ACTIONS TO TAKE:
a) Rewrite the paragraph of the blog excerpt on NLP that begins "NLP is a branch of artificial intelligence" in fewer words, keeping its main facts.
b) Answer these questions from the blog excerpt on NLP:
(i) Who is the series co-authored with?
(ii) About how many SMS texts are sent each day worldwide on average?
(iii) What two things does NLP draw on?
c) Reproduce word for word the part of the blog excerpt on NLP starting at "NLP is a branch" and ending at "from text data.".

TEXT EXCERPT:
This blog post is part one of a series on enhancing your natural language processing. The series is co-authored with my colleague Sundaresh Sankaran. A corresponding webinar series is also available on-demand.
Did you know that unstructured text is the largest human-generated data source? Each day worldwide, we send on average more than 500 million Tweets, about 5.5 billion SMS texts, and over 281 billion emails. Tons of unstructured data is collected within organizations every day, too – from customer call logs, emails, surveys, product feedback, documents and reports, and so on. Often buried within that unstructured data are rich insights that can help drive better business decisions, inform product strategy, and improve customer experiences.
Unlocking the potential of your unstructured text data can lead to great business outcomes but the prospect of starting a new or enhancing your existing Natural Language Processing (NLP) project can feel overwhelming because of the inherently unique (and sometimes messy) nature of human language. Text data doesn’t fit neatly into rows or columns the way that structured data does, which can make it seem more complex to work with. Conversations and written language range from objective statements to subjective perspectives and opinions. The same sentence, depending on its intent and the nuances in how it's said, can have a positive, negative, or neutral sentiment. To get us started, we'll share different types of NLP models used to analyze unstructured data with a focus on the hybrid approach.
First, what is NLP?
NLP is a branch of artificial intelligence that helps computers understand, interpret, and emulate human language. NLP provides structure to unstructured data (such as emails, chat, social media, documents, etc.), allowing organizations to scale the human act of reading, organizing, and quantifying text data so it can be more easily analyzed – enabling faster speed to insights and ultimately, faster evidence-based decisions.
NLP draws on machine learning and human-generated linguistic rules, to fill the gap between human communication and machine understanding. Using NLP, we can automatically extract key features, categories, summaries, and relational concepts from text data.

SUPPLIED MATERIAL:

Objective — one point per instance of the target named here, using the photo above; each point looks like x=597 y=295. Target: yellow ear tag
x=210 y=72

ANSWERS TO THE TASKS:
a) NLP, a branch of artificial intelligence, helps computers understand, interpret, and emulate human language. It gives structure to unstructured data such as emails, chat, social media, and documents. This lets organizations scale the reading, organizing, and quantifying of text so it is easier to analyze, which leads to faster insights and faster evidence-based decisions.

b)
(i) Sundaresh Sankaran
(ii) About 5.5 billion
(iii) Machine learning and human-generated linguistic rules

c)
NLP is a branch of artificial intelligence that helps computers understand, interpret, and emulate human language. NLP provides structure to unstructured data (such as emails, chat, social media, documents, etc.), allowing organizations to scale the human act of reading, organizing, and quantifying text data so it can be more easily analyzed – enabling faster speed to insights and ultimately, faster evidence-based decisions.
NLP draws on machine learning and human-generated linguistic rules, to fill the gap between human communication and machine understanding. Using NLP, we can automatically extract key features, categories, summaries, and relational concepts from text data.